__TEXT PROVIDED__:
-- begin --
Taiwan is an island whose unfortunate fate in recent times is to have others, most notably in Beijing and Washington, speak on its behalf. This is a shame, given it has been an unsung Asian success story, transforming itself in just a few decades from a repressive police state to a vibrant free society with one of the highest levels of equality in Asia. It is also a land largely unknown in the west. Jonathan Clements’s excellent short but comprehensive history should go a long way to filling gaps in the knowledge.
As his title indicates, Clements paints a picture of a society that has long chafed at being under the yoke. This includes the island’s Austronesian indigenous peoples (collectively known as Formosans, after the name once given the island by passing Portuguese explorers), and the early Chinese settlers, the benshengren, who started arriving from across the Taiwan strait under Dutch rule in the 17th century. These were mainly Hoklo and Hakka from Fujian, a historic bastion both of anti-Beijing scepticism and later of Ming loyalism after the Manchu Qing overran the Middle Kingdom.
-- end --
__TASKS TO COMPLETE__:
1 - From the Taiwan review, reproduce the passage starting with "As his title" and going on through "the Middle Kingdom.".
2 - In the Taiwan review, what is the origin of the name "Formosans" for the island's Austronesian indigenous peoples?
3 - Pick up the Taiwan review after its final sentence and keep writing.

__INFORMATION SHOWN__:
-- begin --
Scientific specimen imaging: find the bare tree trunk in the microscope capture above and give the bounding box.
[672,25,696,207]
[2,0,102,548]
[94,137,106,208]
-- end --
__ANSWER SET__:
1 -
As his title indicates, Clements paints a picture of a society that has long chafed at being under the yoke. This includes the island’s Austronesian indigenous peoples (collectively known as Formosans, after the name once given the island by passing Portuguese explorers), and the early Chinese settlers, the benshengren, who started arriving from across the Taiwan strait under Dutch rule in the 17th century. These were mainly Hoklo and Hakka from Fujian, a historic bastion both of anti-Beijing scepticism and later of Ming loyalism after the Manchu Qing overran the Middle Kingdom.

2 - It comes from the name that passing Portuguese explorers once gave the island.

3 -
This resistance manifested itself against a succession of rulers — the Dutch, who ran Formosa for four decades until 1668; the Qing Empire; the Japanese, who administered Taiwan as a colony for 50 years until 1945; and then Chiang Kai-shek’s one-party Republic of China, which retreated to the island in 1949. It also explains why there is so little appetite among Taiwanese to be subsumed into the People’s Republic of China, which claims the island as its own.
Clements’s brisk narrative is related with style and brio and an appropriate amount of caution, given the various competing narratives surrounding the island’s history, and he draws on an impressive trove of documentation, Taiwanese, Chinese, Japanese and western. The result is a splendid portrait of the layers of identity and resistance in what is no less a settler society than the United States, Australia or Argentina.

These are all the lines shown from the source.